Daftar Tugas
**A)** Ambil setiap baris daftar yang memuat kata "black". Huruf besar dan kecil dibedakan.
**B)** Teruskan berita sidang uji UU Perseroan Terbatas di Mahkamah Konstitusi, mulai setelah kalimat terakhir yang tertera.

Potongan Dokumen
********

JAKARTA, HUMAS MKRI – Mahkamah Konstitusi (MK) menggelar sidang perbaikan permohonan pengujian Undang-Undang Nomor 40 Tahun 2007 tentang Perseroan Terbatas (UU PT) pada Rabu (8/9/2021) siang. Sidang perkara yang teregistrasi dengan Nomor 40/PUU-XIX/2021 ini diajukan oleh Ignatius Supriyadi, Sidik dan Janteri.
Salah seorang Pemohon, Ignatius Supriyadi, membacakan perbaikan permohonan kepada panel hakim yang dipimpin Hakim Konstitusi Wahiduddin Adams didampingi Hakim Konstitusi Manahan MP Sitompul dan Hakim Konstitusi Daniel Yusmic P. Foekh.
“Perbaikan yang telah dilakukan para Pemohon, memperbaiki aspek penulisan dan bahasa dalam permohonan. Di antaranya, penulisan pasal harus didahulukan dari ayat. Selain itu, terdapat penambahan uraian di bagian kedudukan hukum para Pemohon, uraian mengenai kualifikasi para Pemohon sebagai advokat yang memiliki kesempatan untuk menjadi komisaris independen karena keahlian kami di bidang hukum. Hal ini tentunya menjadi nilai tambah,” ujar Ignatius Supriyadi.
Perbaikan permohonan berikutnya, para Pemohon menambah penjelasan di bagian alasan permohonan atau posita. Para Pemohon juga menguraikan tentang perbenturan kepentingan, termasuk juga uraian tidak adanya larangan bagi Aparatur Sipil Negara (ASN) untuk menjadi komisaris independen.
“Dalam alasan permohonan, kami juga menambah uraian tentang komposisi jumlah komisaris independen yang harus ada di bidang perbankan. Contohnya bank umum maupun perusahaan go public,” jelas Ignatius.

********

Cuplikan Data
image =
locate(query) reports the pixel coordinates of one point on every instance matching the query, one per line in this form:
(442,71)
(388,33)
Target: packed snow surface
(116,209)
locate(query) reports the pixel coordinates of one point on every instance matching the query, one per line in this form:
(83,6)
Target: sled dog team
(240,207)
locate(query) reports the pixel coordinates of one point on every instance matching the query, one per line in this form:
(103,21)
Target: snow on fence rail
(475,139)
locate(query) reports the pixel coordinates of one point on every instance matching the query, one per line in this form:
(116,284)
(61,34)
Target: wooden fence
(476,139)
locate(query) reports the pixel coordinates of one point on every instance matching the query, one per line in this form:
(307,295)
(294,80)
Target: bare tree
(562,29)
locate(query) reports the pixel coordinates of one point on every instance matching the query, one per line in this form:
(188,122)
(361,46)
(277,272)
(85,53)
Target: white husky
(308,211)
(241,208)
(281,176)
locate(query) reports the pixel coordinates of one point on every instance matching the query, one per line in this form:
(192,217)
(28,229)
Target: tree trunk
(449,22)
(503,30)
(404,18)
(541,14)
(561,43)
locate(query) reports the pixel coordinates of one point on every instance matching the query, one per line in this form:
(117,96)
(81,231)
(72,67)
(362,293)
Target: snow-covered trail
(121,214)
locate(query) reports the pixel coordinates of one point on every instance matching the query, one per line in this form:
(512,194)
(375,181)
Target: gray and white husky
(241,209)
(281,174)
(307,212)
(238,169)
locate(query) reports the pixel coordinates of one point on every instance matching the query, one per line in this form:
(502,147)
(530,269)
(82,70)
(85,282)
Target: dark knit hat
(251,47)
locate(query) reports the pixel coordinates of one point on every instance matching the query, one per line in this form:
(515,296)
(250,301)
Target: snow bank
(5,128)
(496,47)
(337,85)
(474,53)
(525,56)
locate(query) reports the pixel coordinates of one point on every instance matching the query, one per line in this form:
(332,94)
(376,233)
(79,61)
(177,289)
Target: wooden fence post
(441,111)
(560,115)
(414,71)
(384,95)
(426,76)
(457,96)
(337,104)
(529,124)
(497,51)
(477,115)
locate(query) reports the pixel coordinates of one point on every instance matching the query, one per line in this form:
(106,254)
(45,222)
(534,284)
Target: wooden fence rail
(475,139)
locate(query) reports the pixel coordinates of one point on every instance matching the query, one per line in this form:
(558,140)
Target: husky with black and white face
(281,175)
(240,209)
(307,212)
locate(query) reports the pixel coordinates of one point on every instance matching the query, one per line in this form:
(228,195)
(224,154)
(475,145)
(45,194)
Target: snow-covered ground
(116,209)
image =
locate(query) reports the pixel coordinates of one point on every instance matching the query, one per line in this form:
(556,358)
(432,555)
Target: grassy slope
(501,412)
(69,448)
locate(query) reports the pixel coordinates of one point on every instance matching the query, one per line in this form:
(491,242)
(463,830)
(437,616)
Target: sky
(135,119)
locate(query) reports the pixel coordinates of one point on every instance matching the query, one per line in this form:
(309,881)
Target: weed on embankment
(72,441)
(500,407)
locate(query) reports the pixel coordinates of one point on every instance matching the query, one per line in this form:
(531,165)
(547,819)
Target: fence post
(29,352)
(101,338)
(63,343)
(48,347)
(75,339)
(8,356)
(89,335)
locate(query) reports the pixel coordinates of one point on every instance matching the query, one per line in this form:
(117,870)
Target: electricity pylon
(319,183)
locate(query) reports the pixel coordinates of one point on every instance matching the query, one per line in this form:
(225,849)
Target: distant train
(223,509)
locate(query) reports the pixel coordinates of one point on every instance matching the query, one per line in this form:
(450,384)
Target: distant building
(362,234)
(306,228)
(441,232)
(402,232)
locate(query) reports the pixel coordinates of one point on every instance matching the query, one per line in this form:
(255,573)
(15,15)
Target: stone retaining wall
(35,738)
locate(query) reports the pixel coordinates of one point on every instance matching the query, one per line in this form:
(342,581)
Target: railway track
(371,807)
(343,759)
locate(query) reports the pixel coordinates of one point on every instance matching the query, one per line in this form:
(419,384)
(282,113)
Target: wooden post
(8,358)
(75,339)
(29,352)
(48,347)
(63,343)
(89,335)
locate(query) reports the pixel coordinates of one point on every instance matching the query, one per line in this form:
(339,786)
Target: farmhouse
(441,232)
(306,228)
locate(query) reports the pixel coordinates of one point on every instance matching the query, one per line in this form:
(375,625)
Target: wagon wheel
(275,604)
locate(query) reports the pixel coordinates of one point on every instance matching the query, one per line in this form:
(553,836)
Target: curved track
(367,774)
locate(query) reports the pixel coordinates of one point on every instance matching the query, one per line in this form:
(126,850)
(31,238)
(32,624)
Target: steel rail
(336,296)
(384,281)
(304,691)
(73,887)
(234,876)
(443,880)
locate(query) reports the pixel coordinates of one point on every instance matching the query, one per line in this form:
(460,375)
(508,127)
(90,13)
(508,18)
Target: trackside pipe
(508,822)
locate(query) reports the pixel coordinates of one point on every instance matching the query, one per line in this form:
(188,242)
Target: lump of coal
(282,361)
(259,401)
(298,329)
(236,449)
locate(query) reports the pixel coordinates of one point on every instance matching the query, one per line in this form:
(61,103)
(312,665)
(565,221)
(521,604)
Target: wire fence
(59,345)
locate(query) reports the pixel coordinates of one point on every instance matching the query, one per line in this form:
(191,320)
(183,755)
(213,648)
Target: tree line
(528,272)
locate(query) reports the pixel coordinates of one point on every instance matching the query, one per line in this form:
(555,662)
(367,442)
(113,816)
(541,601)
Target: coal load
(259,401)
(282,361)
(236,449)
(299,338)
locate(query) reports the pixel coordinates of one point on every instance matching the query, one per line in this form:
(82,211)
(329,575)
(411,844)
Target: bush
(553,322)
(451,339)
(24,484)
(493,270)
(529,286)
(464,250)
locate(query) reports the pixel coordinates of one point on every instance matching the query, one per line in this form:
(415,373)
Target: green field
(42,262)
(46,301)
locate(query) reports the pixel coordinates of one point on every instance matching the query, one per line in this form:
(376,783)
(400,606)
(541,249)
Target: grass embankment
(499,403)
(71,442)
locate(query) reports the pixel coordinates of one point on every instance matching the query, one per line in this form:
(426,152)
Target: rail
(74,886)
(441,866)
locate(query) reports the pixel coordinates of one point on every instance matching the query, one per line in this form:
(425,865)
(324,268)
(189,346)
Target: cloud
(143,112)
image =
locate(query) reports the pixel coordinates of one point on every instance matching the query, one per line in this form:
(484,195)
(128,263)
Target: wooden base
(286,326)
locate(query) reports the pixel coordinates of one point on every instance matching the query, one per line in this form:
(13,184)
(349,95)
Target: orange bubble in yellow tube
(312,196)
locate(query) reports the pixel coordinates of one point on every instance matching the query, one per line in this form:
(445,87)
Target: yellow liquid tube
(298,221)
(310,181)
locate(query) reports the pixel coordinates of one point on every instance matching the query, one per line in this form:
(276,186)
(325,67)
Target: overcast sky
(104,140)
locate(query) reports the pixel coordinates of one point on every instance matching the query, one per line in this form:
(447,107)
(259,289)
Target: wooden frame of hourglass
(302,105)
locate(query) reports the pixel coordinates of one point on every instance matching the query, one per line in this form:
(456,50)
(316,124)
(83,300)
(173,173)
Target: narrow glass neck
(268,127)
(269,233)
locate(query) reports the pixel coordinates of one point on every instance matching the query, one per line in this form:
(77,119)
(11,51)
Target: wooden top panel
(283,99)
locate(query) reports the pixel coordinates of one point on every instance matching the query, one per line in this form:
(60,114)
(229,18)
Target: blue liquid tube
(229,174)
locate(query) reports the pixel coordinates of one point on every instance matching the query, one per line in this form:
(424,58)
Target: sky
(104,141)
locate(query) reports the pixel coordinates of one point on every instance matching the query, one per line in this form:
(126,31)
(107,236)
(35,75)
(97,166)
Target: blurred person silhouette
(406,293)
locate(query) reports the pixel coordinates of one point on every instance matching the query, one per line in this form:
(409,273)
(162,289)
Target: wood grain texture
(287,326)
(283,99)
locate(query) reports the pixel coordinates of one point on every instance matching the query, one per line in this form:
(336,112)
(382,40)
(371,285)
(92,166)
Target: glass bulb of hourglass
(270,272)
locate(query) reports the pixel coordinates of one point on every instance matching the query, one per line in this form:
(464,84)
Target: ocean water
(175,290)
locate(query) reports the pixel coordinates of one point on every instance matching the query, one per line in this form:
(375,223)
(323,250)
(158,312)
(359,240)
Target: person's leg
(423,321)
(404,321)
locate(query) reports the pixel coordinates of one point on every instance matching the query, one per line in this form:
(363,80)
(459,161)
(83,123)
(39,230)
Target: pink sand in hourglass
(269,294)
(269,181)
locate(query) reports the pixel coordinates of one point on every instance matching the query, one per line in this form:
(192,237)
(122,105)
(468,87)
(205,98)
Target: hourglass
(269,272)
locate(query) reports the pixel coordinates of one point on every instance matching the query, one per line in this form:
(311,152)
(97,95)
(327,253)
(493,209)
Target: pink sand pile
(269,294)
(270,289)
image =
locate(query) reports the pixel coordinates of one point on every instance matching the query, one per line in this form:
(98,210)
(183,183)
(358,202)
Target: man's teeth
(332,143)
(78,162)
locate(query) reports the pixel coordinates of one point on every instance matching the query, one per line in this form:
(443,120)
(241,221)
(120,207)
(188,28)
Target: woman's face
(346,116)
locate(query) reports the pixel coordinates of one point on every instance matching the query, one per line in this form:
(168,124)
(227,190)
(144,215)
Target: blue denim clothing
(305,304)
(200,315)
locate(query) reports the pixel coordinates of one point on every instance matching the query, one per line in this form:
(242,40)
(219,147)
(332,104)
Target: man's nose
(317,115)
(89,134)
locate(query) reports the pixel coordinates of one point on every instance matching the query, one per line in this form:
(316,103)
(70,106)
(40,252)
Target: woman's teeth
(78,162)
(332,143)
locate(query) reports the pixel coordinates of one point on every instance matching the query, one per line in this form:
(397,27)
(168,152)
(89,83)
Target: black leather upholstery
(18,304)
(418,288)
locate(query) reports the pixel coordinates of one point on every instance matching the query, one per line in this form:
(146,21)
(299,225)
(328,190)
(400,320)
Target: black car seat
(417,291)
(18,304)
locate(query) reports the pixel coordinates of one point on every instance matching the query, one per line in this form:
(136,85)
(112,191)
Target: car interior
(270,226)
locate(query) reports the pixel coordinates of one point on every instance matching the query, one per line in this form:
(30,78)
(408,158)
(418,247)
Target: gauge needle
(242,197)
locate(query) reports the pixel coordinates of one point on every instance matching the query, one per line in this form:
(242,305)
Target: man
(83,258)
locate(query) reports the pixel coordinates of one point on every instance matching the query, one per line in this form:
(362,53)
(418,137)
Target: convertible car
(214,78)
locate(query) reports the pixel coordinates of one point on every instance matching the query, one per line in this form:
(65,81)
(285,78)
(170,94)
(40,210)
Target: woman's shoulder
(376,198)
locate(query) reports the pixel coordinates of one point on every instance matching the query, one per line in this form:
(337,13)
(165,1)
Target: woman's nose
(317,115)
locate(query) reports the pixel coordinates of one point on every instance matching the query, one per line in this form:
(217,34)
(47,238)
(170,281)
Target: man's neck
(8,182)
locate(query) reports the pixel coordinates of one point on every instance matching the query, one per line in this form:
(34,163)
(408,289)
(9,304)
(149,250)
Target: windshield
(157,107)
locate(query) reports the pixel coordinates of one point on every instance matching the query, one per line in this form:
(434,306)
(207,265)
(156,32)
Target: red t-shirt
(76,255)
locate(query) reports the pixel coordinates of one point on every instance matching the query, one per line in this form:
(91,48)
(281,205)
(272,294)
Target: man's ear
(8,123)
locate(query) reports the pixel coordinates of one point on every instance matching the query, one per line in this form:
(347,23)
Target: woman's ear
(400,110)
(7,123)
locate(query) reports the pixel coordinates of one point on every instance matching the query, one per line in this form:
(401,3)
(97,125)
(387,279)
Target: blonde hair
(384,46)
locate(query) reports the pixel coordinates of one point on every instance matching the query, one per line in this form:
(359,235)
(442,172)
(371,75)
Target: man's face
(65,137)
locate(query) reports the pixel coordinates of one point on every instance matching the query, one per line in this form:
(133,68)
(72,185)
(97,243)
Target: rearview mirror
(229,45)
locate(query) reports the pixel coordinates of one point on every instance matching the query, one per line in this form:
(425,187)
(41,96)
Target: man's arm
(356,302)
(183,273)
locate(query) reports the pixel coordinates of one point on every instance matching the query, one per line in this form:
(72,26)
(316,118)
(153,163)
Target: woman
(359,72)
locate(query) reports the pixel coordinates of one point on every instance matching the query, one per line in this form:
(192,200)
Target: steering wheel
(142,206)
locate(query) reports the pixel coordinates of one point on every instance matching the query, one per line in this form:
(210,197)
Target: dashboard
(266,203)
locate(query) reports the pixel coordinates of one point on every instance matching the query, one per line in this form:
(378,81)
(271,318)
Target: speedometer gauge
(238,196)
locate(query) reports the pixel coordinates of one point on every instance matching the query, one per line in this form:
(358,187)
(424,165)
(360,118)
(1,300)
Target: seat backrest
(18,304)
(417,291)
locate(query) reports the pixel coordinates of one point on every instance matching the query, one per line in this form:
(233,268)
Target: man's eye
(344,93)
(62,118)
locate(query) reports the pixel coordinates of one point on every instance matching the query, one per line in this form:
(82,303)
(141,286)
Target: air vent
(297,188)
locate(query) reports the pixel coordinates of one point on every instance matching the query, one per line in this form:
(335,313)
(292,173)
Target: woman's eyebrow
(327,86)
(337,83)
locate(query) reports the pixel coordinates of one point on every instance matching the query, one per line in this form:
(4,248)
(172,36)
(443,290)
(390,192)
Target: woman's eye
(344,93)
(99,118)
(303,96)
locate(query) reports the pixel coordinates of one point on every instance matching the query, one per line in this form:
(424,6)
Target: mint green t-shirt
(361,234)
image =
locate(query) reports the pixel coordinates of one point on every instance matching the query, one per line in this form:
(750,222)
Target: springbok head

********

Jawaban Tertulis
**A)**
Target: husky with black and white face
Target: black leather upholstery
Target: black car seat

**B)**
Untuk diketahui, permohonan Nomor 40/PUU-XIX/2021 dalam perkara pengujian Undang-Undang Nomor 40 Tahun 2007 tentang Perseroan Terbatas (UU PT) ini diajukan oleh Ignatius Supriyadi, Sidik, dan Janteri. Para Pemohon dalam kedudukan hukum menyebutkan berprofesi sebagai advokat dan juga sebagai pembayar pajak. Para Pemohon melakukan pengujian materiil Penjelasan Pasal 120 ayat (2) UU PT yang menyebutkan, “Komisaris Independen yang ada di dalam pedoman tata kelola Perseroan yang baik (code of good corporate governance) adalah “Komisaris dari pihak luar” .”
Sidik, salah seorang Pemohon, dalam persidangan perdana yang digelar di MK, Kamis (26/8/2021) siang, menyatakan Penjelasan Pasal 120 ayat (2) UU PT memuat frasa “Komisaris dari pihak luar” dalam tanda petik. Menurut para Pemohon, adanya tanda petik tersebut menjadikan pengertian komisaris dari pihak luar tidak memiliki makna yang sebenarnya atau memiliki arti yang khusus. Namun tidak ada penjelasan lebih lanjut makna “Komisaris dari pihak luar”.
Para Pemohon mempertanyakan, apakah artinya “Komisaris dari pihak luar” tidak terafiliasi dari pemegang saham utama, anggota direksi dan/atau anggota dewan komisaris lainnya. Jika demikian, menurut para Pemohon, tidak diperlukan penjelasan lebih lanjut karena bunyi Pasal 120 ayat (2) UU PT memang memuat materi itu.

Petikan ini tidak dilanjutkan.